## Problems and tasks
• a. State whether each statement below agrees with the passage on virtual-reality sign-language learning. Answer yes or no for each, and quote the deciding words of the passage exactly. (i) Most of the cited studies require access to some form of Motion Capture technology. (ii) The minigame developed within the TUMSphere project relies on Motion Capture suits for full-body tracking. (iii) The pose evaluator in the minigame is anchored at the pelvis.
• b. From the passage on virtual-reality sign-language learning, extract word for word the stretch from "Several studies have" through "minimal, commodity hardware.".

* Start Document passage *

Several studies have been conducted, resulting in various interpretations of VR games that support learning several sign languages [10,11]. Most of these studies require access to some form of Motion Capture (MoCap) technology, which might not be readily accessible or affordable to everyone [12,13]. To address this shortcoming, this research offers an alternative solution using Inverse Kinematics (IK) and simple controller mappings for upper-body pose and hand gesture recognition. Consistent with the inclusive aim stated in the Abstract Section—lowering hardware barriers to ASL learning—we position this work as a case study demonstrating what can be achieved with minimal, commodity hardware.

Within the TUMSphere (TUMSphere project: https://tumsphere.se.cit.tum.de/, accessed on 21 November 2025) project, we developed a compact ASL-learning minigame that showcases our key innovations: IK-only upper-body tracking from HMD/controllers (UBIKSolver), controller-driven hand-gesture synthesis, and a deterministic pelvis-anchored pose evaluator that is runnable on commodity headsets.

* End Document passage *
* Start Extracted material *

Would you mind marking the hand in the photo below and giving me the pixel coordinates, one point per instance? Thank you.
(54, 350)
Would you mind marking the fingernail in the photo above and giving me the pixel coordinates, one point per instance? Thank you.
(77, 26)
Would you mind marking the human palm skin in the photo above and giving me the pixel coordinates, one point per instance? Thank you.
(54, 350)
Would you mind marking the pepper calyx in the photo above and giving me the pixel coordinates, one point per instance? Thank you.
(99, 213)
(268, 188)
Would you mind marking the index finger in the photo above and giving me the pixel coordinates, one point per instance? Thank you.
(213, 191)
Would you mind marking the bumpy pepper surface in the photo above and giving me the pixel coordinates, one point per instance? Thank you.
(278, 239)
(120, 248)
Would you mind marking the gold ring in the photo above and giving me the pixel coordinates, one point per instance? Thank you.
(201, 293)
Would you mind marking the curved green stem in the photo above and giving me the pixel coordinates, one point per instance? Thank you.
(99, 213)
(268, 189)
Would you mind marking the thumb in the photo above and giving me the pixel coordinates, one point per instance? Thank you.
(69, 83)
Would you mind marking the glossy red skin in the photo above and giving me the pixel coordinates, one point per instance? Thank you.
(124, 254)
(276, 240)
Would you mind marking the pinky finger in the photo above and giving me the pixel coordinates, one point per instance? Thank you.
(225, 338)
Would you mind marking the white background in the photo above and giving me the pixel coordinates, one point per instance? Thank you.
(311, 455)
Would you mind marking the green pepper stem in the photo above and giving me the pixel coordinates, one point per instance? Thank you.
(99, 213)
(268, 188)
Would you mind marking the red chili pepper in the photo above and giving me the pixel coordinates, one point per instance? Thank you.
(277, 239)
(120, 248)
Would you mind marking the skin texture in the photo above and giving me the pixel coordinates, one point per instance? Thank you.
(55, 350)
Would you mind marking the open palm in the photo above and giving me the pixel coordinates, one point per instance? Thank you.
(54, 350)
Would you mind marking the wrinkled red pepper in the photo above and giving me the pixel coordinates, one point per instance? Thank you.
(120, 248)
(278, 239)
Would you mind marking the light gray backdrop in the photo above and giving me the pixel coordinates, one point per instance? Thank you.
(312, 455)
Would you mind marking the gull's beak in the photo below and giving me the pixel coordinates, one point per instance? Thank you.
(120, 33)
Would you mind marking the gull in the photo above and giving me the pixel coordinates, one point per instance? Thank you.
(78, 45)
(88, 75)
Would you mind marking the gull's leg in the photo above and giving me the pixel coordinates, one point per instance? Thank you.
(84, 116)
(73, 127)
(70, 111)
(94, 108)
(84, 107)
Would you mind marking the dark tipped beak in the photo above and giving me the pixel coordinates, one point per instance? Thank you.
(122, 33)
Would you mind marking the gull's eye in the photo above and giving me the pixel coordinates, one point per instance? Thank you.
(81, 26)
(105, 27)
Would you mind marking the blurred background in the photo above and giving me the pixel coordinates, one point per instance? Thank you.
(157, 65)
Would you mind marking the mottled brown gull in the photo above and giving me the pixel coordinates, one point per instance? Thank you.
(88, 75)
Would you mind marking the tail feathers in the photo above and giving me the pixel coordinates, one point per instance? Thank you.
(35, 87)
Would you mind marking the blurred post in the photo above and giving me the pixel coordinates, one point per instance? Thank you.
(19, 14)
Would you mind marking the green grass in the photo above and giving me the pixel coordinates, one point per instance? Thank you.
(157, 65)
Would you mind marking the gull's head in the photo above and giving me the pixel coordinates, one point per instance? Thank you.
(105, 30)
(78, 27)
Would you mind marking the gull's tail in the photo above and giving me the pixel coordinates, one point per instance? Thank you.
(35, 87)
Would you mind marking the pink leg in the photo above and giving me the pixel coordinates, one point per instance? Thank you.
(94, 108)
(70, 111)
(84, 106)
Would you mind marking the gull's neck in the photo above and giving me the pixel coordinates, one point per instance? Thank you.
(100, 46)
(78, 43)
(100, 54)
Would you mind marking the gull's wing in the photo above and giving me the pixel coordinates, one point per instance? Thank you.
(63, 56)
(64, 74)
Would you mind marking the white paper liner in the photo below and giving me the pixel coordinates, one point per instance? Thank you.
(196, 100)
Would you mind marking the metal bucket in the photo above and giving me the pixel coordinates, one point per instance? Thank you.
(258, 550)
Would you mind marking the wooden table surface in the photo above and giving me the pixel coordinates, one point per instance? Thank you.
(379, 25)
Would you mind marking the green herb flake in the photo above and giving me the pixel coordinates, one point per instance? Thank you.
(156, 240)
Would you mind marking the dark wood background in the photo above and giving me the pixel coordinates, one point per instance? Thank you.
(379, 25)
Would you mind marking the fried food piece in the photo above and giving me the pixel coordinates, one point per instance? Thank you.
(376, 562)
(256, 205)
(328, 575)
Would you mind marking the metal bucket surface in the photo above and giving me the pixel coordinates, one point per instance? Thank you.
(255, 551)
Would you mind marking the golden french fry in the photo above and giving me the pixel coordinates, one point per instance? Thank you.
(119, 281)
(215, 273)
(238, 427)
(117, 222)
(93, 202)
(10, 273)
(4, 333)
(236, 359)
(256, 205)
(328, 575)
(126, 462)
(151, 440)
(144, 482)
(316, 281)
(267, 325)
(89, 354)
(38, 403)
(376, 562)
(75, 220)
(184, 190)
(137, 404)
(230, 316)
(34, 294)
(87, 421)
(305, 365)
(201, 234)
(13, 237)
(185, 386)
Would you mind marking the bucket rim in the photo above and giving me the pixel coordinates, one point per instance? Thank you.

* End Extracted material *

## Task-by-task answers
• a.
(i) Yes: "Most of these studies require access to some form of Motion Capture (MoCap) technology"
(ii) No: "IK-only upper-body tracking from HMD/controllers (UBIKSolver)"
(iii) Yes: "a deterministic pelvis-anchored pose evaluator"

• b.
Several studies have been conducted, resulting in various interpretations of VR games that support learning several sign languages [10,11]. Most of these studies require access to some form of Motion Capture (MoCap) technology, which might not be readily accessible or affordable to everyone [12,13]. To address this shortcoming, this research offers an alternative solution using Inverse Kinematics (IK) and simple controller mappings for upper-body pose and hand gesture recognition. Consistent with the inclusive aim stated in the Abstract Section—lowering hardware barriers to ASL learning—we position this work as a case study demonstrating what can be achieved with minimal, commodity hardware.